De meervoudige kamer van de rechtbank heeft het beroep en het verzoek om een voorlopige voorziening op 18 januari 2024 behandeld. De rechtbank heeft deze zaken gelijktijdig, maar niet gevoegd, behandeld met het beroep en de voorlopige voorziening van [de persoon 1]. Op deze zaken is vandaag afzonderlijk uitspraak gedaan. Eiser is op de zitting verschenen, bijgestaan door zijn gemachtigde. Verweerder is vertegenwoordigd door zijn gemachtigde. Daarnaast is [de persoon 2] namens de Rijksdienst voor Ondernemend Nederland (RvO) als getuige op de zitting verschenen.
Beoordeling door de rechtbank
2. De rechtbank is van oordeel dat het beroep gegrond is, maar dat er aanleiding bestaat de rechtsgevolgen van het bestreden besluit in stand te laten. De rechtbank zal hierna uitleggen hoe zij tot dit oordeel is gekomen.
3. De rechtbank zal eerst ingaan op de ontvankelijkheid van het beroep (onder 4). Dan zal de rechtbank ingaan op het verzoek van de gemachtigde van eiser om inzage te krijgen in de cijfers van het aantal aan de RvO voorgelegde zaken (onder 5). De rechtbank bespreekt dan hoe aanvragen van Turkse zelfstandigen worden beoordeeld en gaat daarbij ook in op de recente rechtspraak van de Afdeling bestuursrechtspraak van de Raad van State (de Afdeling) over dit onderwerp (onder 6). Daarna zal de rechtbank weergeven wat namens de RvO is toegelicht op de zitting over de beoordeling van aanvragen van Turkse zelfstandigen (onder 7). De rechtbank zal hierna ingaan op de specifieke zaak van eiser en hiervan kort de voorgeschiedenis schetsen (onder 8). Vervolgens volgt een bespreking van de beroepsgronden, waarbij eerst zal worden ingegaan op de vraag of eiser heeft voldaan aan het documentatievereiste (onder 9) en daarna op de vraag of verweerder eiser in bezwaar had moeten horen (onder 10). Tot slot volgt een overweging ten overvloede (onder 11).

UITDAGINGEN
A. Op welke datum heeft de meervoudige kamer van de rechtbank volgens de tekst het beroep en het verzoek om een voorlopige voorziening behandeld?
B. Geef voor elke bewering aan of die klopt met de tekst: (i) de rechtbank acht het beroep ongegrond; (ii) namens de RvO is een getuige op de zitting verschenen; (iii) de zaken zijn gevoegd behandeld met die van [de persoon 1].
C. Herhaal woordelijk het deel van de tekst dat begint bij "De meervoudige kamer" en eindigt bij "oordeel is gekomen.".

VERSTREKTE GEGEVENS
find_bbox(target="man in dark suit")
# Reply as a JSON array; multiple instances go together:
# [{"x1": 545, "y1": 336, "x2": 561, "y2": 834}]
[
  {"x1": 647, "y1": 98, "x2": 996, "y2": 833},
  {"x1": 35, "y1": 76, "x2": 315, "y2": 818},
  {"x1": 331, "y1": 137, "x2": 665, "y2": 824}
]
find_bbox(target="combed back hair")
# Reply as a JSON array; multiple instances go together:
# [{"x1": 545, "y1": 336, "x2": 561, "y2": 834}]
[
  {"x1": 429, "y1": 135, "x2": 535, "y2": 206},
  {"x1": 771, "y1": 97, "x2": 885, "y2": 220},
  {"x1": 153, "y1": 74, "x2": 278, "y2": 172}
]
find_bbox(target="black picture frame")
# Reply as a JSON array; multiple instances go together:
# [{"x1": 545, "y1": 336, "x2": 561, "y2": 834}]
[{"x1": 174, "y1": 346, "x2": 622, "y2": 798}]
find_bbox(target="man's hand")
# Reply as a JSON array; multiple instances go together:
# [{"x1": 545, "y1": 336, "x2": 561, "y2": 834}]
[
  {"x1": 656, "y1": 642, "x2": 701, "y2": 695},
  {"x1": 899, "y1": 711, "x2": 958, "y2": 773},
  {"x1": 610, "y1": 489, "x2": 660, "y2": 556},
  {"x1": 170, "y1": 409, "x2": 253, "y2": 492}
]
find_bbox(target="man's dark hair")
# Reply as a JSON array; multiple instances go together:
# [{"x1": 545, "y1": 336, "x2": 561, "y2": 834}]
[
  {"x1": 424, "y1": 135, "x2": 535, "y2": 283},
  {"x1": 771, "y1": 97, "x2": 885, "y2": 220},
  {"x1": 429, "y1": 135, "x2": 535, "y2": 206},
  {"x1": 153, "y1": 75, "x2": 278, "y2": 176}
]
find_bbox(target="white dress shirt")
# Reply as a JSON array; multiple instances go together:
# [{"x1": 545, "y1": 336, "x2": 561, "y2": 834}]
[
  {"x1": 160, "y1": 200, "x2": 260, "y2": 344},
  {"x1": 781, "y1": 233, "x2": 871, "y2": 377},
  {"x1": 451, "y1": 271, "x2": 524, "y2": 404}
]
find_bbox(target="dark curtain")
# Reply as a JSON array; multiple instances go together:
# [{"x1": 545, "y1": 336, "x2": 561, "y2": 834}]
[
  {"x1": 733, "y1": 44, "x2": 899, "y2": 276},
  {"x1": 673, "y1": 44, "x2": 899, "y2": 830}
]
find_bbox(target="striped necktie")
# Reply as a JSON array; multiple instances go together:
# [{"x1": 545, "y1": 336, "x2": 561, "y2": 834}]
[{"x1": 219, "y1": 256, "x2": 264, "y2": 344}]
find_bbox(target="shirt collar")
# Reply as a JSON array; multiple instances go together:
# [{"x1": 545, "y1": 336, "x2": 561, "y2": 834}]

==

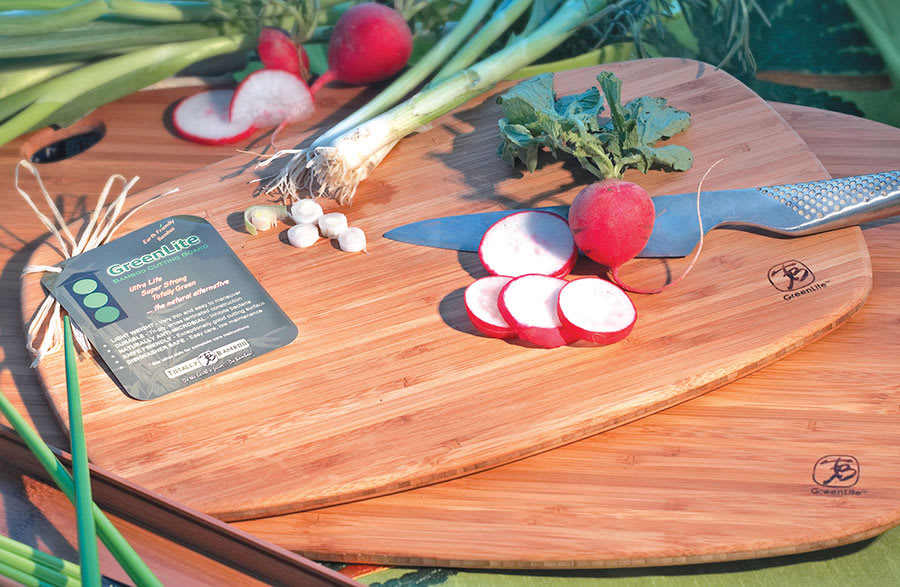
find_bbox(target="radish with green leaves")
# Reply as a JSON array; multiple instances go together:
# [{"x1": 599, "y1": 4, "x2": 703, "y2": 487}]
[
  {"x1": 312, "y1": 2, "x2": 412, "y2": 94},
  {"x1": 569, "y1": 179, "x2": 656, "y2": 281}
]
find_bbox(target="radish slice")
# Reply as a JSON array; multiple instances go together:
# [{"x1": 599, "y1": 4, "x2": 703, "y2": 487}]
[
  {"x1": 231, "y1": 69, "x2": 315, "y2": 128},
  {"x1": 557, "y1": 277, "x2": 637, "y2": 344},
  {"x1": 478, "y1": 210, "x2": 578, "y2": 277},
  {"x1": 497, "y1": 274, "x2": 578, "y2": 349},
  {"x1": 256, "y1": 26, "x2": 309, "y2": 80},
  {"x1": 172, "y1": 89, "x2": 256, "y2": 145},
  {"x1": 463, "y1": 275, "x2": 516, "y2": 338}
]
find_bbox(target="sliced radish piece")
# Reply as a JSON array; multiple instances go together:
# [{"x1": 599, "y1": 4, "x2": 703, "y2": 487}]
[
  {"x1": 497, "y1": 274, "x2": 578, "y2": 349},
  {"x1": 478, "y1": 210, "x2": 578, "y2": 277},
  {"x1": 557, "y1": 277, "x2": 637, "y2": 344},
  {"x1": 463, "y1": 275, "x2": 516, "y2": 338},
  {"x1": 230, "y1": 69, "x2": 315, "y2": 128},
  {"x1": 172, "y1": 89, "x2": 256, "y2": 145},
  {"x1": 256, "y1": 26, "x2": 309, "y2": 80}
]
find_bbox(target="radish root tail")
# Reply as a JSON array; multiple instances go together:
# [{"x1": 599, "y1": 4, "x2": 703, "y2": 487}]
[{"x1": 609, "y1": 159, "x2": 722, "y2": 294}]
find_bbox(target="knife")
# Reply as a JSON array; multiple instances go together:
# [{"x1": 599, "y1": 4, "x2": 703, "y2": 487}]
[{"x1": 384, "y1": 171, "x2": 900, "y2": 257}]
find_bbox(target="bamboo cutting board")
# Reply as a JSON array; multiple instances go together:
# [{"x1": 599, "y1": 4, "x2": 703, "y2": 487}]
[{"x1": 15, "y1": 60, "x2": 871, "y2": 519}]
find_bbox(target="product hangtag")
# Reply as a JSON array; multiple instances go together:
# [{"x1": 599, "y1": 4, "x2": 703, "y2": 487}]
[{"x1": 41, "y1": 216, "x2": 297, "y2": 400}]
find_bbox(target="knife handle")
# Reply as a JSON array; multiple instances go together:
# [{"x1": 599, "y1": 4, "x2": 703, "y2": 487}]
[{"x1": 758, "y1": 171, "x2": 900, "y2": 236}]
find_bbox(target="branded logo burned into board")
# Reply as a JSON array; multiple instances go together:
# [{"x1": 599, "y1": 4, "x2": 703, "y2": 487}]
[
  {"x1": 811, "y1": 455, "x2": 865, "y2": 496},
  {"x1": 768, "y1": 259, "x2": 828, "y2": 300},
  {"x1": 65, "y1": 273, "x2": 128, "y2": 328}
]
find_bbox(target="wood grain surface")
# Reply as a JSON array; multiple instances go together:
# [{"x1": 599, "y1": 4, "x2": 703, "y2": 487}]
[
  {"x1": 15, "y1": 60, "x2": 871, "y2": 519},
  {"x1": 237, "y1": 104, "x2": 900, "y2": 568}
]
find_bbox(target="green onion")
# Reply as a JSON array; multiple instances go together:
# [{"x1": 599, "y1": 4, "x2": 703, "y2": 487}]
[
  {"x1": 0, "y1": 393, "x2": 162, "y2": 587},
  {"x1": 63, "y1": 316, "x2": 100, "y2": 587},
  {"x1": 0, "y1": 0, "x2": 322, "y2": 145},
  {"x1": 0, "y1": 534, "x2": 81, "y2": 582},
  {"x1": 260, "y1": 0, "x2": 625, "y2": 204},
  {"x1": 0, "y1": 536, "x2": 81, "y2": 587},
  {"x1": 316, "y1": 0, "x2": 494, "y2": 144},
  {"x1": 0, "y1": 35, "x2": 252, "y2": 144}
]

...

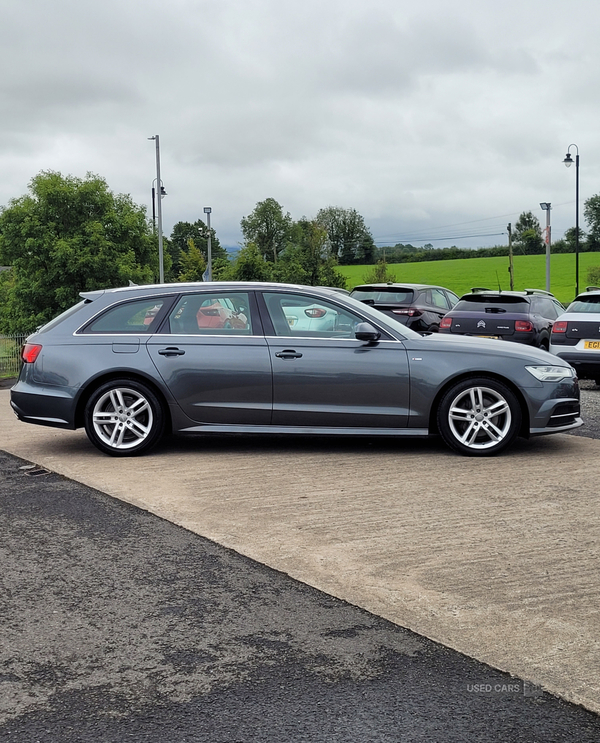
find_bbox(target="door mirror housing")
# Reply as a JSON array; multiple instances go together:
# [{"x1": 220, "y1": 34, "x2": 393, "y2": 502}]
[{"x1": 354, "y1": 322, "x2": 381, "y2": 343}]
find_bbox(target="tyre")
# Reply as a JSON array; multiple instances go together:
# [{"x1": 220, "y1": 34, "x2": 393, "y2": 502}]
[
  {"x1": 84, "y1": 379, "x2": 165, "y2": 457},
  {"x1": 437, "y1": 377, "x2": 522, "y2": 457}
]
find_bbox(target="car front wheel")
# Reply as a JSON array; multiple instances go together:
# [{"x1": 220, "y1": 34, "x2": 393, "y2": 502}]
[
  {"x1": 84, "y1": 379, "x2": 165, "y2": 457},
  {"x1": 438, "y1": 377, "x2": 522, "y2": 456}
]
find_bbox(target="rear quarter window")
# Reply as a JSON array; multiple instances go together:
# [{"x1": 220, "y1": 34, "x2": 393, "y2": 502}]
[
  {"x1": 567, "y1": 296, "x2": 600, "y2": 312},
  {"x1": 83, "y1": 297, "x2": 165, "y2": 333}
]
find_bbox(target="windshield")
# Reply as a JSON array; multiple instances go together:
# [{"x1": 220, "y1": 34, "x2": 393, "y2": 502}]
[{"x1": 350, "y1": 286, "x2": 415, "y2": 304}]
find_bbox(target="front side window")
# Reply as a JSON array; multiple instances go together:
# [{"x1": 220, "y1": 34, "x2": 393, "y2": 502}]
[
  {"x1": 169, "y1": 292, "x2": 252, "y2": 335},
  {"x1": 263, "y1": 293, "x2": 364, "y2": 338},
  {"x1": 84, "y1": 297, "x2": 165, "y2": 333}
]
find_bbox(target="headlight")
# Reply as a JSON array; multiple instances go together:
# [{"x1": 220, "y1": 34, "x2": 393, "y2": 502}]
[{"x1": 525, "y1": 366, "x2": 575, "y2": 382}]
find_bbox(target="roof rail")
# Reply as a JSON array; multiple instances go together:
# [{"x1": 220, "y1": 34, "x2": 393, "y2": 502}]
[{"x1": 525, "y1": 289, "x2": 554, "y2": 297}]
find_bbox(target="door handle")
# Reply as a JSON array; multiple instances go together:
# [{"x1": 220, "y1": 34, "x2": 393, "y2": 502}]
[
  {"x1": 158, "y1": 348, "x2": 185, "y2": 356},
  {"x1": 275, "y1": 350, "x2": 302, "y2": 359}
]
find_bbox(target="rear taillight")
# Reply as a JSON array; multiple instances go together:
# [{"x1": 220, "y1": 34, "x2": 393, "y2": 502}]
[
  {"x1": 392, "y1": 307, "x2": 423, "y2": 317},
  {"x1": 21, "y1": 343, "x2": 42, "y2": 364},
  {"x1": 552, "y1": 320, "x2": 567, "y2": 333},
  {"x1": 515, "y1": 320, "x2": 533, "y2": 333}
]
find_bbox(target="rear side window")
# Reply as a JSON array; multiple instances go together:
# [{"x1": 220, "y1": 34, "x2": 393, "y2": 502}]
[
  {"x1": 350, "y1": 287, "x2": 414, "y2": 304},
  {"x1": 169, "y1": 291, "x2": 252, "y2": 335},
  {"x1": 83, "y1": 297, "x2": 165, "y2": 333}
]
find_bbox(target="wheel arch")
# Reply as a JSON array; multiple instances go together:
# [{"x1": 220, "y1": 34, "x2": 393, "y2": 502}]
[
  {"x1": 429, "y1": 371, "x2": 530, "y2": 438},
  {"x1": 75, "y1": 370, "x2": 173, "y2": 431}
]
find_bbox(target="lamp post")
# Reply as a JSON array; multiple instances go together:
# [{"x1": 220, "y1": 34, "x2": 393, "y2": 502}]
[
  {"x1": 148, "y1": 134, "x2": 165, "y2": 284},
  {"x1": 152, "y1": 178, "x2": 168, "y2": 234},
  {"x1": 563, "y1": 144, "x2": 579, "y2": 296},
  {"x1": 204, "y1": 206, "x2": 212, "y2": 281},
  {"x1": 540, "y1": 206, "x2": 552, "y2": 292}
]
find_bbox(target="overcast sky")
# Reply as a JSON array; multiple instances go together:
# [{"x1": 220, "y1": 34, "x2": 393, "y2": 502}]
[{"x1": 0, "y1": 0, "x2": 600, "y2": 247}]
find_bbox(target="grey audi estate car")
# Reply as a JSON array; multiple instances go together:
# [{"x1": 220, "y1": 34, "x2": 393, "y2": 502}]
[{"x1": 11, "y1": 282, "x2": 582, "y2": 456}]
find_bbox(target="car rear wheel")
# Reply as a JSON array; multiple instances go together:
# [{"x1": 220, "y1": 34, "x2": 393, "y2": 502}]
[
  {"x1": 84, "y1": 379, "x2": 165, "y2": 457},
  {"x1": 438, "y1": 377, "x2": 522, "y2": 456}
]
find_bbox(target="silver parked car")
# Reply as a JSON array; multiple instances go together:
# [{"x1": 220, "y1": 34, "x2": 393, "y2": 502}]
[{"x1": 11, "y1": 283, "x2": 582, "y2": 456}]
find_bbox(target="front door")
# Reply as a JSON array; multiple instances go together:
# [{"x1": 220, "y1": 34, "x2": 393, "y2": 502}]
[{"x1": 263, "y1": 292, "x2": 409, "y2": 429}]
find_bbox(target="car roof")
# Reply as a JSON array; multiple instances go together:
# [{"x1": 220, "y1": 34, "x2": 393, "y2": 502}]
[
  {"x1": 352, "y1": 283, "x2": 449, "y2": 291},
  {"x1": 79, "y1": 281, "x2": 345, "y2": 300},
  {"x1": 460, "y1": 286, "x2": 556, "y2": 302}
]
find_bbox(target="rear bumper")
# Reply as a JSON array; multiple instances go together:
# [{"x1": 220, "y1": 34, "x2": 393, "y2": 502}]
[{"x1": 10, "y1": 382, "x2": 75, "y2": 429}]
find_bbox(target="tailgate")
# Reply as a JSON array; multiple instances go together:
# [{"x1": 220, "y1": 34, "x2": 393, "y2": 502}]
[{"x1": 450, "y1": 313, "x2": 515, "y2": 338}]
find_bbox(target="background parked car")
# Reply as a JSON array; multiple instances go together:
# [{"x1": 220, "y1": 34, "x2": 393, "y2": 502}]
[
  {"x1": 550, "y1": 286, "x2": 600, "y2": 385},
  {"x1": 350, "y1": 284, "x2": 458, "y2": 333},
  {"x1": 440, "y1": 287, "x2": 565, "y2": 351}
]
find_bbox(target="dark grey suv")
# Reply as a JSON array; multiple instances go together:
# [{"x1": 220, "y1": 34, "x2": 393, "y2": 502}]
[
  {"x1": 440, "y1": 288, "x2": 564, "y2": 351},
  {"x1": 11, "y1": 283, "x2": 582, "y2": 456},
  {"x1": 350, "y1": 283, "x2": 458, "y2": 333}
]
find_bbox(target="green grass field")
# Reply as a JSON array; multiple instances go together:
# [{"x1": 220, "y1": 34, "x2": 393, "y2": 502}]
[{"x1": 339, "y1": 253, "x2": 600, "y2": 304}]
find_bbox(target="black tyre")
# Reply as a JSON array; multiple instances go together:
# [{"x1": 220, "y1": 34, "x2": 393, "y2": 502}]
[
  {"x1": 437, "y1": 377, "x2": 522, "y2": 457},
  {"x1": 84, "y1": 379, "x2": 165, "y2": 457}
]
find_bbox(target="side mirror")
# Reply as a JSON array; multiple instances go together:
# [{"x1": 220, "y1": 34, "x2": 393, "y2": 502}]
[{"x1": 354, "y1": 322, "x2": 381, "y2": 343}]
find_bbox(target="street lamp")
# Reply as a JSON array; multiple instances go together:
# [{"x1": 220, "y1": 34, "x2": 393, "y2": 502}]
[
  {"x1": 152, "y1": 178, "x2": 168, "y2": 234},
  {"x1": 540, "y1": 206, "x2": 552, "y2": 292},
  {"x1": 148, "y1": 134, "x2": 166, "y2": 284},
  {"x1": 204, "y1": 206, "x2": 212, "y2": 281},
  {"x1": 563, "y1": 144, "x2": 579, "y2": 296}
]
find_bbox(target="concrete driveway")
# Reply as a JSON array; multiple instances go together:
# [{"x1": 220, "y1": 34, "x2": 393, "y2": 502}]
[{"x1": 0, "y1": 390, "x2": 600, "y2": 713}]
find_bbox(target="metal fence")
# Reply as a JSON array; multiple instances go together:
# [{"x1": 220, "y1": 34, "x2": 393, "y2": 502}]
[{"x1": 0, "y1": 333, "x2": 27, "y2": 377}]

OPLOSSINGEN
A. Op 18 januari 2024.

B.
(i) Nee: "De rechtbank is van oordeel dat het beroep gegrond is"
(ii) Ja: "namens de Rijksdienst voor Ondernemend Nederland (RvO) als getuige op de zitting verschenen"
(iii) Nee: "gelijktijdig, maar niet gevoegd, behandeld"

C.
De meervoudige kamer van de rechtbank heeft het beroep en het verzoek om een voorlopige voorziening op 18 januari 2024 behandeld. De rechtbank heeft deze zaken gelijktijdig, maar niet gevoegd, behandeld met het beroep en de voorlopige voorziening van [de persoon 1]. Op deze zaken is vandaag afzonderlijk uitspraak gedaan. Eiser is op de zitting verschenen, bijgestaan door zijn gemachtigde. Verweerder is vertegenwoordigd door zijn gemachtigde. Daarnaast is [de persoon 2] namens de Rijksdienst voor Ondernemend Nederland (RvO) als getuige op de zitting verschenen.
Beoordeling door de rechtbank
2. De rechtbank is van oordeel dat het beroep gegrond is, maar dat er aanleiding bestaat de rechtsgevolgen van het bestreden besluit in stand te laten. De rechtbank zal hierna uitleggen hoe zij tot dit oordeel is gekomen.